■ **TO DO**: Reproduce each of the following entries word for word.

■ **DATASET CONTENT**:

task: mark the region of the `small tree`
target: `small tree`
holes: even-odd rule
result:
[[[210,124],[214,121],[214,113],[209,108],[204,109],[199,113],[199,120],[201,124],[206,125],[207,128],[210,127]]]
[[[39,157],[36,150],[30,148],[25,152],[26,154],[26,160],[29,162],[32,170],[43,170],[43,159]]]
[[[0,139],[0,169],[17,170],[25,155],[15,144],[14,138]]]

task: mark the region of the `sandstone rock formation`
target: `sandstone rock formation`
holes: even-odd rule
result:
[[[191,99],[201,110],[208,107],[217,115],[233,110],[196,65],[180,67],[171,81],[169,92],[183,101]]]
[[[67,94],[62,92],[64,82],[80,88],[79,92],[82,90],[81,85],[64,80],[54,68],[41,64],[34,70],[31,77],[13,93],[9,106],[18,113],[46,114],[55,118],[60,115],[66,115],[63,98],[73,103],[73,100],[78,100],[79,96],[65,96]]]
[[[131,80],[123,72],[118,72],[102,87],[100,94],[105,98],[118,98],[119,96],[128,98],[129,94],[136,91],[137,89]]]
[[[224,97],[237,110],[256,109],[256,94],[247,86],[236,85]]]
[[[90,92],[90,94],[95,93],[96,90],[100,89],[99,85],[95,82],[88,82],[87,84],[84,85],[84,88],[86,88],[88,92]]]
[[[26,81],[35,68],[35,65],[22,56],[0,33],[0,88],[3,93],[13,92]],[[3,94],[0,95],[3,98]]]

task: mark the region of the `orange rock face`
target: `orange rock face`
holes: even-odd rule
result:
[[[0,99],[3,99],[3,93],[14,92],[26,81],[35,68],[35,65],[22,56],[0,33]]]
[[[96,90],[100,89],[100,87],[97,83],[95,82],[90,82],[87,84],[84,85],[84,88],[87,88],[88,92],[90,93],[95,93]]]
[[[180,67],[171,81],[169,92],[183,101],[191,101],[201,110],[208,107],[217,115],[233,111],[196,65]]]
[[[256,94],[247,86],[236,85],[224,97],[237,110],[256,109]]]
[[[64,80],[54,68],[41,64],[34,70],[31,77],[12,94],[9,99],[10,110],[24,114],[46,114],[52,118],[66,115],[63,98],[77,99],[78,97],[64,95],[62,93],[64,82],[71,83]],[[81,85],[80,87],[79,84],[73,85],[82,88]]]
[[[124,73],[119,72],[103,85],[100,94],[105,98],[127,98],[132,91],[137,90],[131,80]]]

■ **THE OUTPUT**:
task: mark the region of the `small tree`
target: `small tree`
holes: even-odd rule
result:
[[[210,124],[214,121],[214,113],[209,108],[204,109],[199,113],[199,120],[201,124],[206,125],[207,128],[210,127]]]
[[[39,157],[36,150],[30,148],[25,152],[26,154],[26,160],[29,162],[32,170],[43,170],[43,159]]]
[[[0,139],[0,169],[17,170],[25,155],[15,144],[14,138]]]

task: mark the region of the `sandstone rock formation`
target: `sandstone rock formation`
holes: even-odd rule
result:
[[[191,99],[201,110],[208,107],[217,115],[233,110],[196,65],[180,67],[171,81],[169,92],[183,101]]]
[[[67,94],[62,92],[64,82],[80,88],[79,92],[82,90],[81,85],[64,80],[54,68],[41,64],[34,70],[31,77],[13,93],[9,106],[18,113],[46,114],[55,118],[60,115],[66,115],[63,98],[73,103],[73,100],[78,100],[79,96],[65,96]]]
[[[131,80],[123,72],[118,72],[102,87],[100,94],[105,98],[118,98],[119,96],[128,98],[129,94],[136,91],[137,89]]]
[[[224,97],[237,110],[256,109],[256,94],[247,86],[236,85]]]
[[[90,92],[90,94],[95,93],[96,90],[100,89],[99,85],[95,82],[88,82],[87,84],[84,85],[84,88],[86,88],[88,92]]]
[[[26,81],[35,68],[35,65],[22,56],[0,33],[0,88],[3,93],[13,92]],[[3,94],[0,95],[3,98]]]

task: mark the region of the `orange rock face`
target: `orange rock face`
holes: even-odd rule
result:
[[[0,99],[3,99],[3,93],[14,92],[26,81],[35,68],[35,65],[22,56],[0,33]]]
[[[96,90],[100,89],[100,87],[97,83],[95,82],[90,82],[87,84],[84,85],[84,88],[87,88],[88,92],[90,93],[95,93]]]
[[[180,67],[171,81],[169,92],[183,101],[191,101],[201,110],[208,107],[217,115],[233,111],[196,65]]]
[[[256,94],[247,86],[236,85],[224,97],[237,110],[256,109]]]
[[[64,80],[54,68],[41,64],[34,70],[31,77],[12,94],[9,99],[10,110],[24,114],[46,114],[52,118],[66,115],[63,98],[77,99],[78,97],[64,95],[62,93],[64,82],[71,83]],[[81,85],[80,87],[79,84],[73,85],[82,88]]]
[[[124,73],[119,72],[103,85],[100,94],[105,98],[127,98],[132,91],[137,90],[131,80]]]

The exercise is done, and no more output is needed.